--- TEXT FOR ANALYSIS ---
§ §

Police Superintendent Larry Snelling on Tuesday pushed back on a call by the Illinois attorney general’s office for a review of reported use-of-force incidents by Chicago police officers after department leaders acknowledged an increase in such reports since the end of the COVID-19 pandemic.
During a status hearing in the city’s ongoing federal consent decree, Assistant Illinois Attorney General Mike Tresnowski noted the “concerning” trend to U.S. District Judge Rebecca Pallmeyer that Chicago Police Department officers are reporting uses of force more frequently, including in interactions with juveniles.
CPD officials told Pallmeyer that reported use-of-force incidents fell sharply during the COVID-19 pandemic but have gradually increased each year since 2022. In 2025, CPD officers reported 3,044 such incidents — 800 more than were reported in 2023.
“We believe that now is an appropriate time, given the progress that CPD has made in its policies and training, to discuss among the parties how are we ultimately going to measure full compliance,” Tresnowski said. “This type of assessment would be the first step to getting at the bottom of some of the concerning trends we’ve seen.”
The consent decree monitoring team has repeatedly urged CPD to bolster its data collection and analysis practices, and in recent years, the department has increasingly relied on officers’ body-camera footage as a situational teaching tool.
The monitoring team, led by former federal prosecutor Maggie Hickey, also released on Tuesday its 13th biannual report of CPD’s reform compliance. The monitoring team found that the Police Department has established new policies to meet preliminary compliance with 97% of the consent decree. Full compliance, though, has been reached in 26% of the mandates.
In response to Tresnowski, Snelling said a “deeper dive” into those incidents would “take out the human element.” Of all interactions between police and civilians, just 5% involve an officer using force, Snelling said.

§ §

--- EXTRACTED DATA ---

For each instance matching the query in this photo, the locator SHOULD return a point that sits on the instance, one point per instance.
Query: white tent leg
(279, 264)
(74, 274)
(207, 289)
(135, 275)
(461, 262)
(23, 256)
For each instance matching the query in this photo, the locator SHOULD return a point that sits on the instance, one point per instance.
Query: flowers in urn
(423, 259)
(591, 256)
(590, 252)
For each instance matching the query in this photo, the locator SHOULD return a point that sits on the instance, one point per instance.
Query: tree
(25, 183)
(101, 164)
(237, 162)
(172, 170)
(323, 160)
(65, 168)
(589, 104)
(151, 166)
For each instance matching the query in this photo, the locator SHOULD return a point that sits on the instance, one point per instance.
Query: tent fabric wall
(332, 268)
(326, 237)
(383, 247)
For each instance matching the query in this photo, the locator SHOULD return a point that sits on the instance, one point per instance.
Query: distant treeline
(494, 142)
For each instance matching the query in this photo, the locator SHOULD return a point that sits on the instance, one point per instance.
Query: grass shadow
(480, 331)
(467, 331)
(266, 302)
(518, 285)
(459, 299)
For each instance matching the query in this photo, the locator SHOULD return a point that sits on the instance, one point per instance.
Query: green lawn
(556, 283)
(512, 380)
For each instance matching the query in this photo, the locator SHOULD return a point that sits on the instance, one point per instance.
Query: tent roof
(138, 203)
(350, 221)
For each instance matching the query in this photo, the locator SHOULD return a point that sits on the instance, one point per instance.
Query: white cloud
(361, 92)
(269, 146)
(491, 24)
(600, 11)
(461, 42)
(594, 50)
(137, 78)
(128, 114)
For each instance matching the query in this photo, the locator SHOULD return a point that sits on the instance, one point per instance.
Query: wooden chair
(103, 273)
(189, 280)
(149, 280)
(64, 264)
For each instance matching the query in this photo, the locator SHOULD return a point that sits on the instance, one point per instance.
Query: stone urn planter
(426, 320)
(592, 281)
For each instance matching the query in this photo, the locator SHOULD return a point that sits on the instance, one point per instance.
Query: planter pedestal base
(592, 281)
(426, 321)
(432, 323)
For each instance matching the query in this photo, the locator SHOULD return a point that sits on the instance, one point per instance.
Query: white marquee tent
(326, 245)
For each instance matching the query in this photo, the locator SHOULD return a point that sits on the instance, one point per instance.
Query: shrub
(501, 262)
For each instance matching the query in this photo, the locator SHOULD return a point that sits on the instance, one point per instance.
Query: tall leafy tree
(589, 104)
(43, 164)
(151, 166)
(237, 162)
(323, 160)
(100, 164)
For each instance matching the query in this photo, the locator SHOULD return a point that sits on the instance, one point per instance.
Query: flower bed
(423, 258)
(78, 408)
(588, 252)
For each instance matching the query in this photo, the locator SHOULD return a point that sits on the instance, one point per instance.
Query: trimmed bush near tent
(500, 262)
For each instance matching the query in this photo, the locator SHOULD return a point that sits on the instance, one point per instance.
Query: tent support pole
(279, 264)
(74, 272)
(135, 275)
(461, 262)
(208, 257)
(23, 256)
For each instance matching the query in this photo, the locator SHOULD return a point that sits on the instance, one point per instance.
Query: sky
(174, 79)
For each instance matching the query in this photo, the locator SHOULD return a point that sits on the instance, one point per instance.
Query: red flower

§ §

--- WORK INSTRUCTION A ---
Answer these questions from the article on Chicago police use of force:
(i) How many use-of-force incidents did CPD officers report in 2025?
(ii) Who leads the consent decree monitoring team?
(iii) According to Snelling, what share of all police–civilian interactions involve an officer using force?
--- WORK INSTRUCTION B ---
Please write out the article on Chicago police use of force word for word, everything from "During a status" down to "interactions with juveniles.".

--- YOUR SOLUTION A ---
(i) 3,044
(ii) Former federal prosecutor Maggie Hickey
(iii) 5%

--- YOUR SOLUTION B ---
During a status hearing in the city’s ongoing federal consent decree, Assistant Illinois Attorney General Mike Tresnowski noted the “concerning” trend to U.S. District Judge Rebecca Pallmeyer that Chicago Police Department officers are reporting uses of force more frequently, including in interactions with juveniles.